▸ What you need to do: Shift every coordinate in the answers by adding 85 to each number, and write out all lines of the items below again, requests included. Leave the numbers in the requests' format samples as they are.

▸ Material for this exercise:
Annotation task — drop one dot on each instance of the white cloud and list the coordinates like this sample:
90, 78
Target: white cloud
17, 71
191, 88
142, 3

▸ The completed task:
Annotation task — drop one dot on each instance of the white cloud and list the coordinates like this sample:
90, 78
Target: white cloud
102, 156
276, 173
227, 88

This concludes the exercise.